--- YOUR TASK ---
Return each entry exactly, so that nothing in the data differs from the original.

--- DATA UNDER STUDY ---
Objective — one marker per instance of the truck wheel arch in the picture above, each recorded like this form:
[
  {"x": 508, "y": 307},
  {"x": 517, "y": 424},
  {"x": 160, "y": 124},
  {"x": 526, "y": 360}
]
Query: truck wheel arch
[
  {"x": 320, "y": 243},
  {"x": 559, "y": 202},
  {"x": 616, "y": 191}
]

--- TASK RESPONSE ---
Objective — one marker per instance of the truck wheel arch in the picture above, each recorded like this form:
[
  {"x": 508, "y": 307},
  {"x": 517, "y": 424},
  {"x": 160, "y": 124},
  {"x": 526, "y": 360}
]
Query: truck wheel arch
[
  {"x": 320, "y": 243},
  {"x": 559, "y": 202},
  {"x": 616, "y": 191}
]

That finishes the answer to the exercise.